▸ WHAT THE TASK REQUIRES: Convert the lines below, from the line containing "the child walking." through the line containing "column 1129, row 588", into a Markdown table with the columns No. and Line. Number each line in No., put the line itself in Line, leave out blank lines, and include no other lines.

▸ DATASET RECORDS:
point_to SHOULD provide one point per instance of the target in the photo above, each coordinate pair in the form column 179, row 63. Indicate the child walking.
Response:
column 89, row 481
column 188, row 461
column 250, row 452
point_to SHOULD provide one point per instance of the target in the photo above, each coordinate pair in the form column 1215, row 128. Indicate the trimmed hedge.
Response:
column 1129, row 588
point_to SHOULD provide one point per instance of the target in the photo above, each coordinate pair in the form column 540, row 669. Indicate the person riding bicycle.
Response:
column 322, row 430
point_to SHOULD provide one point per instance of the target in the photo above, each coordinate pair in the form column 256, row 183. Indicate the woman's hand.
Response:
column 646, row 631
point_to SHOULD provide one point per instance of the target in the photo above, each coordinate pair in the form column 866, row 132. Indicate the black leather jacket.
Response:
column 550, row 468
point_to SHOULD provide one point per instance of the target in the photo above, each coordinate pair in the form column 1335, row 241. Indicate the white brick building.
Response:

---

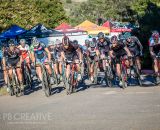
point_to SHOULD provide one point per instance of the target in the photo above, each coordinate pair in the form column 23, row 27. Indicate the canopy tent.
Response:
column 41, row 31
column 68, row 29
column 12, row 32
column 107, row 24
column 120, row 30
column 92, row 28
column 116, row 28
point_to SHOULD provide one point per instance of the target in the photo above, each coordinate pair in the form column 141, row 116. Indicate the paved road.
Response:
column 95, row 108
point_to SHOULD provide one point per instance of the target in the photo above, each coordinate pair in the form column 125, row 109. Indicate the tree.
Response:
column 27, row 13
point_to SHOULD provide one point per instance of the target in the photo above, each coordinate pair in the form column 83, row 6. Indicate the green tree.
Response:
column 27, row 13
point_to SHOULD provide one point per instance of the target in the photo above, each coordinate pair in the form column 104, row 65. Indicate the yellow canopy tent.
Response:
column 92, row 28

▸ EXERCISE ANSWER:
| No. | Line |
|---|---|
| 1 | point_to SHOULD provide one point per instance of the target in the photo above, each coordinate pair in the form column 179, row 63. Indicate the child walking. |
| 2 | Response: |
| 3 | column 89, row 481 |
| 4 | column 188, row 461 |
| 5 | column 250, row 452 |
| 6 | point_to SHOULD provide one point per instance of the target in the photo above, each coordinate pair in the form column 1215, row 128. Indicate the trimmed hedge. |
| 7 | Response: |
| 8 | column 1129, row 588 |